**WHAT IS EXPECTED:** Copy every line of the entries that includes the word "crane".
*** Block opens ***
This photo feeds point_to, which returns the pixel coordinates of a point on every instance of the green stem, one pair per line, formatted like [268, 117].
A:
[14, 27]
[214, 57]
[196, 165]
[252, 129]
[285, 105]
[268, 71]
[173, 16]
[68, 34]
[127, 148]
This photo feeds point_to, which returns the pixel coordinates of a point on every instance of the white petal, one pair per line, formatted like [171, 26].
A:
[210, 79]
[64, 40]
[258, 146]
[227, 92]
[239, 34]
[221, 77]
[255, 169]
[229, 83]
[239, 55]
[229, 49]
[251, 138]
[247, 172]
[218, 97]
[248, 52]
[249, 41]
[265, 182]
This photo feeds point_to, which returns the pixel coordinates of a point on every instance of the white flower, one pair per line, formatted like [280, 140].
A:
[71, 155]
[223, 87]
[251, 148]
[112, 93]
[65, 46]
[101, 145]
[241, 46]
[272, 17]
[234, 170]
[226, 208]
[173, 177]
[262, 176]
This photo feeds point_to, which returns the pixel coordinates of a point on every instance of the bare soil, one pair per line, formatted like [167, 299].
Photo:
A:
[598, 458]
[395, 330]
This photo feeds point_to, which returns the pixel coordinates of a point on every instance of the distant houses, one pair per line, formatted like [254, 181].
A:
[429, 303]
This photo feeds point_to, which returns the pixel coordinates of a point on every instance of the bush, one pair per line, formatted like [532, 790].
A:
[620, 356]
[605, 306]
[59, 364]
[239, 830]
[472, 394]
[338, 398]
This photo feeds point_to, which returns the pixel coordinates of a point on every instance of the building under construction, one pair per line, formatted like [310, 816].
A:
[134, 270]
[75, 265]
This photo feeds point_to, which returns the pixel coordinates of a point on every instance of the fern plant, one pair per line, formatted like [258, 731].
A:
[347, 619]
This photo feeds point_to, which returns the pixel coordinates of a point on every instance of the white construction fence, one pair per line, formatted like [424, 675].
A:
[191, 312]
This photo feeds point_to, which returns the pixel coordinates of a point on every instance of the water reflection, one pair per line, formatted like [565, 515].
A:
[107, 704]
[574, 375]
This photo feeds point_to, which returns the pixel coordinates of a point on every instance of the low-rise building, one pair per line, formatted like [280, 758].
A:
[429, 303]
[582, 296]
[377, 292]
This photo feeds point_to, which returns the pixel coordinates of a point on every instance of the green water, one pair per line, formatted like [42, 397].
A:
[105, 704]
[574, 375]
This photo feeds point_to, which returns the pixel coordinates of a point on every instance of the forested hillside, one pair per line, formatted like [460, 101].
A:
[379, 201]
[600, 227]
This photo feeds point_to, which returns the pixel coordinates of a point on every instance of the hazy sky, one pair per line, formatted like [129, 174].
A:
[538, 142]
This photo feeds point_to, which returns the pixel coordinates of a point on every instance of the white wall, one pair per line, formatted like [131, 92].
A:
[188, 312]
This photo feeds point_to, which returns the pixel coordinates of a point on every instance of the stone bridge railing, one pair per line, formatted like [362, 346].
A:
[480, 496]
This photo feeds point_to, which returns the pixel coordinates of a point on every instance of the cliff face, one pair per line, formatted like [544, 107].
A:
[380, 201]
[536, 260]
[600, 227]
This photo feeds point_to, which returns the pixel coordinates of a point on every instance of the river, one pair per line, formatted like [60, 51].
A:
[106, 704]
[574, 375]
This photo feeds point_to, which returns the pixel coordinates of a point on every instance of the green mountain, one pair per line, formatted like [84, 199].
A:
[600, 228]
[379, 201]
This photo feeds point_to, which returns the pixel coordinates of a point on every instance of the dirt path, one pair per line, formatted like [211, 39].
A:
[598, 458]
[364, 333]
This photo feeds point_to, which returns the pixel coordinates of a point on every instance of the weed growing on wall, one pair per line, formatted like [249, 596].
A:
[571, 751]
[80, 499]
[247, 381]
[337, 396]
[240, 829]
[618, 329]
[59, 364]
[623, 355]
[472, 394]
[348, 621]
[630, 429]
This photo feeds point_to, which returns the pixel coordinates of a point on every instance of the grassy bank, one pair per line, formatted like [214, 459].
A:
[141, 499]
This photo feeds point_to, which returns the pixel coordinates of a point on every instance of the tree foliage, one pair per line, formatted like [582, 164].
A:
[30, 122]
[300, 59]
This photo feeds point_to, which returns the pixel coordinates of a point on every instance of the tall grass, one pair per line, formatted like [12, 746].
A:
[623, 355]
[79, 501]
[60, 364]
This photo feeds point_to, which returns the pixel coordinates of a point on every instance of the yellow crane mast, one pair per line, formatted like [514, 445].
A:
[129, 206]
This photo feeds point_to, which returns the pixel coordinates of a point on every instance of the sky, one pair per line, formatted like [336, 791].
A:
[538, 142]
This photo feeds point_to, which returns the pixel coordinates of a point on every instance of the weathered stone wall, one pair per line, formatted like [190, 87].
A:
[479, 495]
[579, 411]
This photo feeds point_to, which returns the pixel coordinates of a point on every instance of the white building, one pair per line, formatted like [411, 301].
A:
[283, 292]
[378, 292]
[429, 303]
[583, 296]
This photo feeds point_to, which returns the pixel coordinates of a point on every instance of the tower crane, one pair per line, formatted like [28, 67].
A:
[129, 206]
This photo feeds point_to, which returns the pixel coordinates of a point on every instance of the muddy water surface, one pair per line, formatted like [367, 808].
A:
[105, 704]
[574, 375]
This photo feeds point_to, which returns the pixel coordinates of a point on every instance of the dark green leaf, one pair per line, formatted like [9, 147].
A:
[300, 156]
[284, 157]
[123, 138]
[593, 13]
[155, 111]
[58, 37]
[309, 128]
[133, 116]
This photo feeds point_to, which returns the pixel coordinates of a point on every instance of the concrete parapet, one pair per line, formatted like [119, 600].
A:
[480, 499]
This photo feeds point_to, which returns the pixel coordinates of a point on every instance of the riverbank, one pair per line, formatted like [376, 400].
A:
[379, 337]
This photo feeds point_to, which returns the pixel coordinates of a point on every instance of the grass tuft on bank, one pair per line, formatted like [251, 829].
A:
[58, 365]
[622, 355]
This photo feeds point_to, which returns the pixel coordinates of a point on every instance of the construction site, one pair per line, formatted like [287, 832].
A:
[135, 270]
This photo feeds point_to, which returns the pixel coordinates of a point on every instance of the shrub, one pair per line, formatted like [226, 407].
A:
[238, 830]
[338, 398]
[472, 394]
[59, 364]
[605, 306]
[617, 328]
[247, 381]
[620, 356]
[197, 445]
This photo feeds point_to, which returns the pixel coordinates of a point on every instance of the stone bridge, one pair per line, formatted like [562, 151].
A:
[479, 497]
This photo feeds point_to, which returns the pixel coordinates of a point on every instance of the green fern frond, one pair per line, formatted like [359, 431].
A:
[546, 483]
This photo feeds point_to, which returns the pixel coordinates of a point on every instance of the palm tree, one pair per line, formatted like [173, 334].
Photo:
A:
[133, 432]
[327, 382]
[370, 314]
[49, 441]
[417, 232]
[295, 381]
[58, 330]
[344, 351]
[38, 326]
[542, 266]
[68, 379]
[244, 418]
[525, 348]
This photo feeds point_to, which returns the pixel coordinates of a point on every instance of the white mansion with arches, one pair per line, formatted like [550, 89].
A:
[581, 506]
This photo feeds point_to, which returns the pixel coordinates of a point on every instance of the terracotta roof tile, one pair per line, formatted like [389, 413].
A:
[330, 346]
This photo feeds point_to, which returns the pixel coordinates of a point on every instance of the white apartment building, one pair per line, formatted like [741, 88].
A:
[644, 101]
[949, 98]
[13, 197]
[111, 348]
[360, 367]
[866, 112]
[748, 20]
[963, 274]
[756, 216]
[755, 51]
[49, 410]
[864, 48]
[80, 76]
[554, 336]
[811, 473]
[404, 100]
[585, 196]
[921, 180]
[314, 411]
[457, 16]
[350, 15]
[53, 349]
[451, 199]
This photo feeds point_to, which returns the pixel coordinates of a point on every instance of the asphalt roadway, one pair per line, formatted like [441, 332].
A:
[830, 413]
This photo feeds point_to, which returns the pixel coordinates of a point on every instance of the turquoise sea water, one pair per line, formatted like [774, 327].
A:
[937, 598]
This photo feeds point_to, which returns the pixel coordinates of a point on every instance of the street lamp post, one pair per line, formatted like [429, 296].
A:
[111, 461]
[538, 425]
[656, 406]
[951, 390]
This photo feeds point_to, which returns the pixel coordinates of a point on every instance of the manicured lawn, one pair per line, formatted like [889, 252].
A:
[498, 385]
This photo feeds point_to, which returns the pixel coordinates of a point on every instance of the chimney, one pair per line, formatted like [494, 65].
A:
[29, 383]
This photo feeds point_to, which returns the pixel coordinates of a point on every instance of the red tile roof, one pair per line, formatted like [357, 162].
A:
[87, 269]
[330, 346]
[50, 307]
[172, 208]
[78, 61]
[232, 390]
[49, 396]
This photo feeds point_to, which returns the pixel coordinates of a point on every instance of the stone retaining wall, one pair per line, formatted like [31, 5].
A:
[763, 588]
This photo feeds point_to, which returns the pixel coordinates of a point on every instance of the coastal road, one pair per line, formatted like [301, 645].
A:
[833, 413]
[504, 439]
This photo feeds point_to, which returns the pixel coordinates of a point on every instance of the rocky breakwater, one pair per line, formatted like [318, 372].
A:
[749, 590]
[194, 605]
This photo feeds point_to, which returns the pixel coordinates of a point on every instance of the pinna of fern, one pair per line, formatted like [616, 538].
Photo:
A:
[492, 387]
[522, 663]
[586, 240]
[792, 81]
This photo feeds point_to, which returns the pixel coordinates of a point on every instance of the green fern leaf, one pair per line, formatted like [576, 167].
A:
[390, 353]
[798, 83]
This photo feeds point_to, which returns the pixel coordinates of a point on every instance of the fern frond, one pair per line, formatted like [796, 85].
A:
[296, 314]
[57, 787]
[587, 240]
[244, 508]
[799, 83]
*** Block closes ***
**FINAL ANSWER:**
This photo feeds point_to, which returns the pixel coordinates of a point on every instance of the yellow crane mast, one pair per line, formatted like [514, 445].
This photo feeds point_to, which returns the pixel coordinates of a point on every instance of the tower crane, one pair per line, formatted like [28, 67].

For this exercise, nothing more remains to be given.